■ Given instruction
Please reproduce the entries below word for word, from the line containing "wing in the photo above" through the end of the entries, both ends included. Leave the pictures out of your copy.

■ Data entries
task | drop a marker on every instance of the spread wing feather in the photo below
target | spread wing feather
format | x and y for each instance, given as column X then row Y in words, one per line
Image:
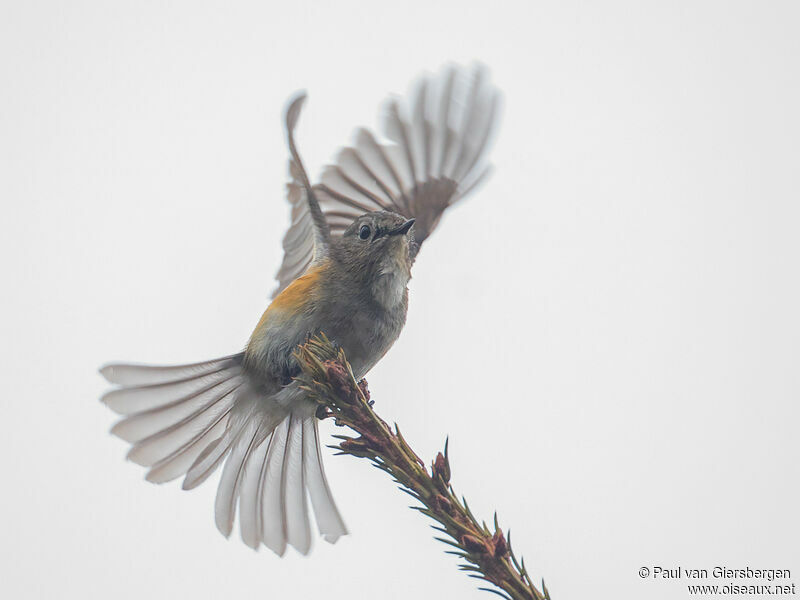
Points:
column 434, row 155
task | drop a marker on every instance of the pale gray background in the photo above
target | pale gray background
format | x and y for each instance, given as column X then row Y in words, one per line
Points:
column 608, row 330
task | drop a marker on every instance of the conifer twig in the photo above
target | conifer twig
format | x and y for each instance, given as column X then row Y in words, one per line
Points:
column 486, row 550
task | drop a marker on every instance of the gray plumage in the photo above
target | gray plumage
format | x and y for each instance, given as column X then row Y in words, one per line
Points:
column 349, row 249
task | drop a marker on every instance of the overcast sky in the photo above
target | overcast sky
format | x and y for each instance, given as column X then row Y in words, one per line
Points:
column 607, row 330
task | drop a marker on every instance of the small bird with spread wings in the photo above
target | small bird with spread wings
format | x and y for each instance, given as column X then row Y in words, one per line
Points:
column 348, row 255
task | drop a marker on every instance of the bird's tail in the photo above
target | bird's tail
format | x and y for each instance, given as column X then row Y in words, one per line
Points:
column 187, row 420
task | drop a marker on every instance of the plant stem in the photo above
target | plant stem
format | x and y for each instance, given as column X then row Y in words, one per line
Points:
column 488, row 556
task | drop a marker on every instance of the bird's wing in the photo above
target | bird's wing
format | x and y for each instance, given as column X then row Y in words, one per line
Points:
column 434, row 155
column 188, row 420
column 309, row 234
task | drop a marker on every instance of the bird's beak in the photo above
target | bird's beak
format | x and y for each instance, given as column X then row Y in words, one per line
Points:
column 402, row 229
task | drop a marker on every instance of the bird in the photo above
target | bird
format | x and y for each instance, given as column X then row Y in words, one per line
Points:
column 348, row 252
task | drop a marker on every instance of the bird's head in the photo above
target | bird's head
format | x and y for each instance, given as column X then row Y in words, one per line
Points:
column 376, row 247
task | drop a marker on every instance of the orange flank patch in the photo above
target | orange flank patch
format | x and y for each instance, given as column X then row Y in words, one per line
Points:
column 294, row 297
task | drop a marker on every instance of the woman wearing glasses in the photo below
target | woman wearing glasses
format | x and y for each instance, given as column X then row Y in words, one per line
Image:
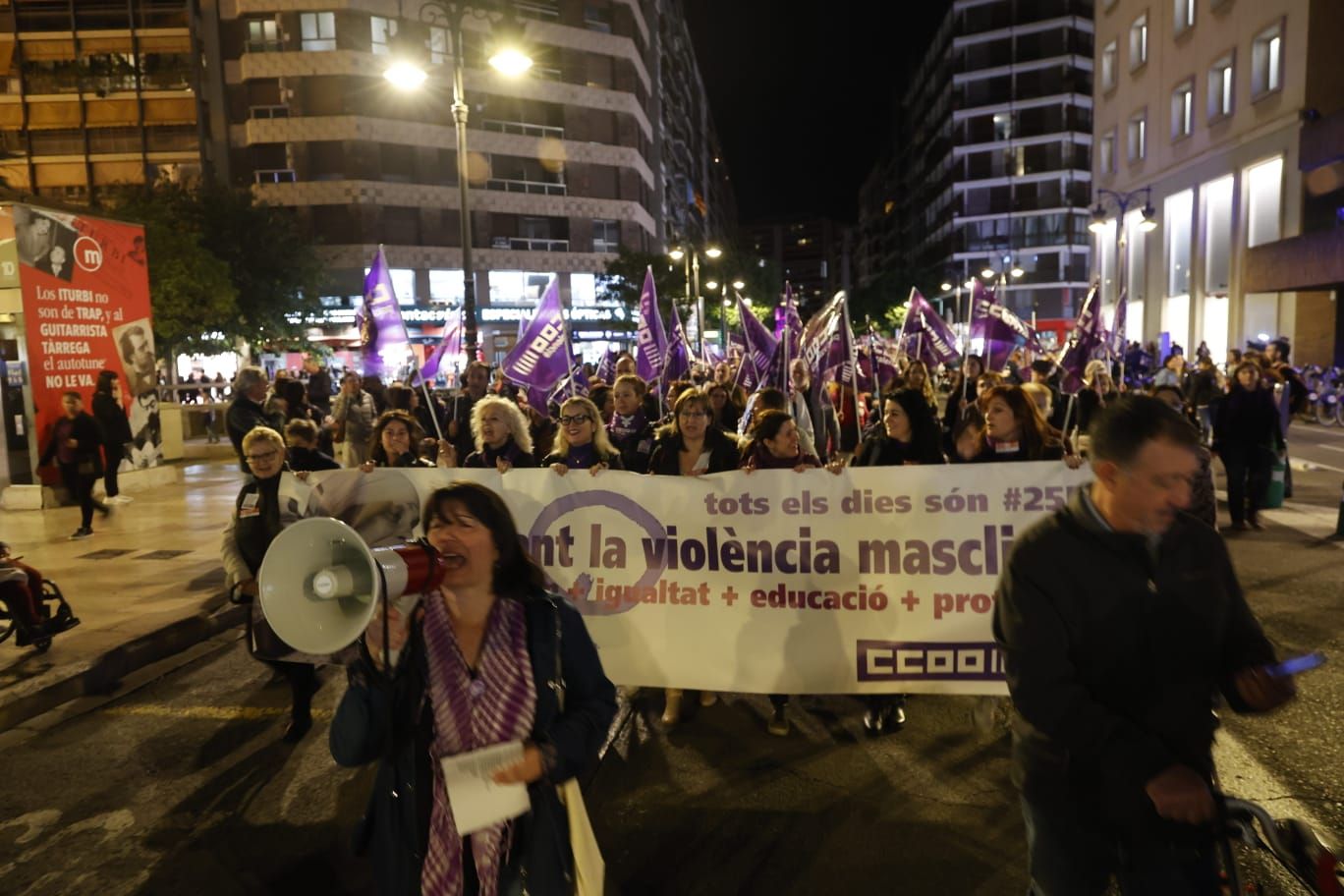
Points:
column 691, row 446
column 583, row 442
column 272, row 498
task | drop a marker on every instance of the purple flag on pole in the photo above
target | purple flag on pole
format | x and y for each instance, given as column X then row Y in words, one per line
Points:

■ Solution to the exercise
task | drop a marker on every instance of the bird's wing in the photo above
target | bird's wing
format | x and y for each instance, given as column X then row Y in words, one per line
Points:
column 434, row 155
column 188, row 420
column 309, row 234
task | drop a marker on every instance of the bird's beak in the photo above
target | bird's beak
format | x and y for each instance, given as column X then row Y in words, one per line
Points:
column 402, row 229
task | drop a marker on every instance of the bird in the photo above
target | bird
format | x and y for each instance, given as column X then row Y in words, one per line
Points:
column 348, row 252
task | drop a marker on every instance of the bird's head in the photo above
target | bird's head
format | x and y for each instance, given as column X then row Y in words, one per line
Points:
column 376, row 247
task | drop a marker on every instance of the orange flank patch in the photo above
target | orange flank patch
format | x and y for each instance, given as column X then row Y in words, one per line
Points:
column 294, row 297
task | drop a marker on every instance of the woman wearing glasses in the photo below
target | woman wearing glasses
format | x and y for each instance, given as column X then row Y in words, one per line
Image:
Points:
column 691, row 446
column 583, row 442
column 272, row 498
task | drop a marker on every instance of the purple flag on pole in the photo above
target | purple flag on pole
format | x and y for each instance, given as column X then row Y in words, one per line
Points:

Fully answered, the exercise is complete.